The start page for PDEP asks for the prepositions you want to see. You can enter a single preposition, the beginning letters of prepositions, or a regular expression (usually prefixed with '^' to indicate the beginning letters). Or, you can select an editing status, 'All' to retrieve all prepositions or another status to look at just those prepositions at some point in the process of being analyzed. (Currently, the only active status is 'initial'. Other statuses, to be used in the future are 'complete' (when all editing is done), 'ready' (indicating that everything has been done, but awaiting final review), WIP (work in progress), or VLF (very low frequency prepostions, for which there is likely not enough evidence for a definitive treatment).
The opening page of PDEP consists of a text box where you may enter a specific preposition, a drop-down list of "status" options (indicating the status of work on a preposition, with a default value of all to view all prepositions), and a button Load to load either a specific prepositions or a set. When the Load button is pushed, a list of the selected prepositions is shown.
The table of prepositions shows the status of the investigation into the properties for each preposition. The initial status indicates data that has been developed under The Preposition Project. The next column identifies the number of patterns associated with each preposition (this may also be viewed as the number of senses). The next two columns identifies the number of sentences (instances) that have been sense-tagged for each preposition from the FrameNet project or the Oxford English Corpus. The next three columns refer to sentences that have been gathered under TPP for analysis. The column labeled BNC Freq identifies the number of instances present in the written portion of the British National Corpus; this column thus describes the relative frequency with which each preposition occurs. The columns TPP Tagged and TPP Insts indicates the sample size that has been drawn from the BNC for this analysis. The number tagged indicates how many of the sample have been sense-tagged. The remaining columns of the table describe the editing that has occurred for the preposition.

┄┄┄┄┄┄

» Exercise set
1: Answer these questions about the PDEP text:
(a) What is the only editing status that is currently active?
(b) What is the button that loads a specific preposition or a set called?
(c) What does the column labeled BNC Freq identify?
2: For each statement, say whether it agrees with the PDEP text, and quote the words that decide it.
(a) The status drop-down list has a default value of all.
(b) The 'ready' status marks prepositions for which all editing is done.
(c) The number of patterns for a preposition may also be viewed as the number of senses.
3: List every editing status that the PDEP text says will be used in the future.
None of the tasks require the records.

┄┄┄┄┄┄

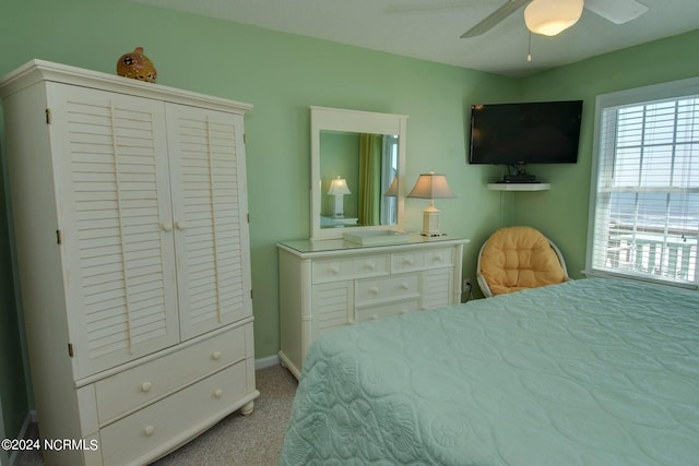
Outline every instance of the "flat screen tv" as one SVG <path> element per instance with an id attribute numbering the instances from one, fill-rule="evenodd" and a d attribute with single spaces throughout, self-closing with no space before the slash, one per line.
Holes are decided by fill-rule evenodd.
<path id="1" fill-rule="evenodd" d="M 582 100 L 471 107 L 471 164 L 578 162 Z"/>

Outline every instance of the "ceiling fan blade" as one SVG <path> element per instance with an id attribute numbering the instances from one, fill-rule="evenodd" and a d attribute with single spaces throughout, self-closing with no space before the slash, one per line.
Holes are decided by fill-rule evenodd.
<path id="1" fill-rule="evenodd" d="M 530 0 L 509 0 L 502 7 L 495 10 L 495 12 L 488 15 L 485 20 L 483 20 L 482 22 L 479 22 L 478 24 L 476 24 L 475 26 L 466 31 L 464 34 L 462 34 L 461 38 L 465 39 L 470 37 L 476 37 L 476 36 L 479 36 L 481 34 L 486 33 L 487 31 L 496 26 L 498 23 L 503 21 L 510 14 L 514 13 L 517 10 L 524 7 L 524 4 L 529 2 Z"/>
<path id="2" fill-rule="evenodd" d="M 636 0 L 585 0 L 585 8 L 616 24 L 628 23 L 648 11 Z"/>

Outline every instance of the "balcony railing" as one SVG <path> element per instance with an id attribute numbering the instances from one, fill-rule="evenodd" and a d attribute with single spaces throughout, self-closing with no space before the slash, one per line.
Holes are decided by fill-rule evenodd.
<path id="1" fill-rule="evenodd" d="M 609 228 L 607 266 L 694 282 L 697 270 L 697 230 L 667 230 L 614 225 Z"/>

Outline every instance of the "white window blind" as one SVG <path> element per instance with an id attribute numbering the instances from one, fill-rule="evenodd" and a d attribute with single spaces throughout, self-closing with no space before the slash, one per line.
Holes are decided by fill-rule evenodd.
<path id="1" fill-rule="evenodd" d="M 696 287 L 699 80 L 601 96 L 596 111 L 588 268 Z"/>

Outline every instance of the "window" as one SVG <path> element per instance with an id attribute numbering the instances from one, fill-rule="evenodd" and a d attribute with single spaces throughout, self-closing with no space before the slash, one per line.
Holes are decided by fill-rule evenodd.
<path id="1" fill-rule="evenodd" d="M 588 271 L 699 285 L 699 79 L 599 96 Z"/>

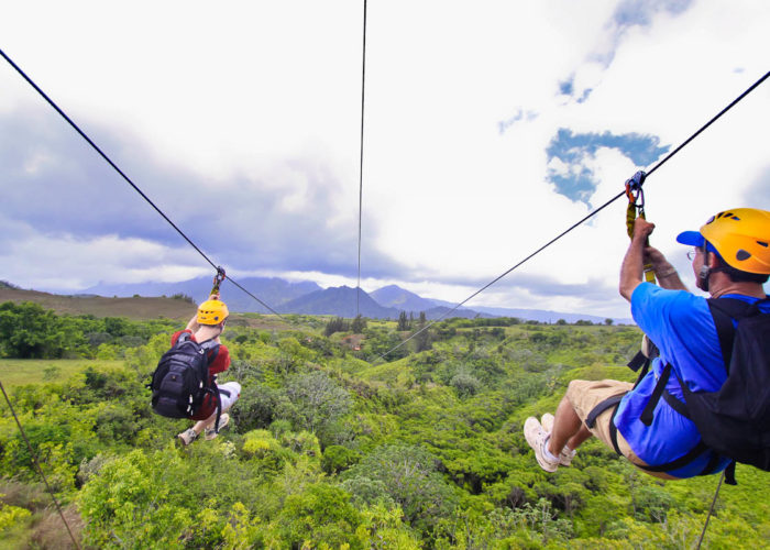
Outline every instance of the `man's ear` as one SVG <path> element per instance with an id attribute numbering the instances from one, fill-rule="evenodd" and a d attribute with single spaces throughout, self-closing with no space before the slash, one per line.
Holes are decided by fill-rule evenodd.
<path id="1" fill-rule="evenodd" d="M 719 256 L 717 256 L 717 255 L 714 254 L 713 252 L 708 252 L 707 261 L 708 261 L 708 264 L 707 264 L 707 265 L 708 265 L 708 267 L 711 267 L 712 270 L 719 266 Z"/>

┄┄┄┄┄┄

» Responses for each task
1:
(a) The only active status is 'initial'.
(b) The button is called Load.
(c) It identifies the number of instances present in the written portion of the British National Corpus.

2:
(a) Yes: "with a default value of all to view all prepositions"
(b) No: "'ready' (indicating that everything has been done, but awaiting final review)"
(c) Yes: "this may also be viewed as the number of senses"

3: complete, ready, WIP, VLF